• **Task requirements**
Could you give the lines below as a JSON list of strings, one string for each line, leaving out blank lines?
>> START Data for this task
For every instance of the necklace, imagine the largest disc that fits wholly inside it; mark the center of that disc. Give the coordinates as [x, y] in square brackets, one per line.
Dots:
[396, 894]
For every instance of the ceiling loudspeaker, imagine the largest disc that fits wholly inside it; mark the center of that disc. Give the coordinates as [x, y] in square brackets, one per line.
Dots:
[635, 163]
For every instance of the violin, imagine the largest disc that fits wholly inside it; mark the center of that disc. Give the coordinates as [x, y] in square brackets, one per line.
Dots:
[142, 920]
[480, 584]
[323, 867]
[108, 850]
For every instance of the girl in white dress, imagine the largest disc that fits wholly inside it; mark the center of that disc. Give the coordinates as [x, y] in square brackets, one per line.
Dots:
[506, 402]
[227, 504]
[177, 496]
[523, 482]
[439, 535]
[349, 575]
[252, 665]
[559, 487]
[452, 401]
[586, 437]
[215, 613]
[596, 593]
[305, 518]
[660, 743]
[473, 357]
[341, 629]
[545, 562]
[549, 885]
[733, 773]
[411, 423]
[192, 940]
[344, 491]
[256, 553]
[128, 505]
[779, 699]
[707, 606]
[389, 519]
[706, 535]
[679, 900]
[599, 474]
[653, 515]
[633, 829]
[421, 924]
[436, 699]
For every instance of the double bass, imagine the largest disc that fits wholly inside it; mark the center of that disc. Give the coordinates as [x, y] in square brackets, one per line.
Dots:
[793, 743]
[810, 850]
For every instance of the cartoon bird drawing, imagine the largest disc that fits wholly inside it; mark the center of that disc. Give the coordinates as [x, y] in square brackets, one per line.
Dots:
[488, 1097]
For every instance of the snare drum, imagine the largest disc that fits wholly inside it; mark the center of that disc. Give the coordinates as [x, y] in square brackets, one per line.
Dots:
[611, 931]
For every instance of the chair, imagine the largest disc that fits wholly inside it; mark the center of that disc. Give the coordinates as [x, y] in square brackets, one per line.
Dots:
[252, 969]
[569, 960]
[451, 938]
>> END Data for this task
• **Result of this task**
[
  "For every instance of the necklace, imagine the largest disc that fits wholly inside it; mark the center of that disc. Give the coordinates as [x, y] in square brackets, one per line.",
  "Dots:",
  "[396, 894]",
  "For every instance of the ceiling loudspeaker, imagine the largest disc that fits wholly inside it; mark the center of that disc. Give the coordinates as [x, y] in square brackets, one per line.",
  "Dots:",
  "[635, 163]",
  "For every instance of the violin, imagine the largest disc that fits wholly inside it; mark the center of that disc. Give the coordinates as [x, y] in square brackets, one per line.",
  "Dots:",
  "[142, 920]",
  "[480, 584]",
  "[323, 867]",
  "[108, 850]",
  "For every instance of the girl in white dress, imagine the largest disc that fits wholly inside it; mark the center of that disc. Give the coordinates as [x, y] in square brackets, one per line.",
  "Dots:",
  "[506, 402]",
  "[227, 504]",
  "[177, 496]",
  "[523, 482]",
  "[439, 535]",
  "[349, 575]",
  "[252, 665]",
  "[559, 487]",
  "[452, 401]",
  "[586, 437]",
  "[215, 613]",
  "[596, 593]",
  "[305, 518]",
  "[660, 743]",
  "[473, 357]",
  "[341, 629]",
  "[545, 562]",
  "[549, 885]",
  "[733, 773]",
  "[411, 423]",
  "[192, 940]",
  "[344, 491]",
  "[256, 553]",
  "[128, 505]",
  "[779, 699]",
  "[707, 606]",
  "[389, 519]",
  "[706, 535]",
  "[679, 900]",
  "[599, 474]",
  "[653, 515]",
  "[633, 829]",
  "[421, 924]",
  "[436, 699]",
  "For every instance of the double bass, imagine the largest disc that fits wholly inside it; mark the center of that disc. Give the coordinates as [x, y] in square brackets, one per line.",
  "Dots:",
  "[793, 743]",
  "[810, 850]",
  "For every instance of the cartoon bird drawing, imagine the largest disc that fits wholly inside it; mark the center of that disc. Give the coordinates as [x, y] in square brackets, one per line.",
  "Dots:",
  "[488, 1097]",
  "For every instance of the snare drum, imagine the largest disc that fits wholly inside it; mark the center of that disc. Give the coordinates as [x, y] in square brackets, one per line.",
  "Dots:",
  "[611, 931]",
  "For every instance of the chair, imagine the largest disc that fits wholly inside it; mark the center of that disc. Give the coordinates as [x, y] in square brackets, one per line.",
  "Dots:",
  "[252, 969]",
  "[569, 960]",
  "[451, 938]"
]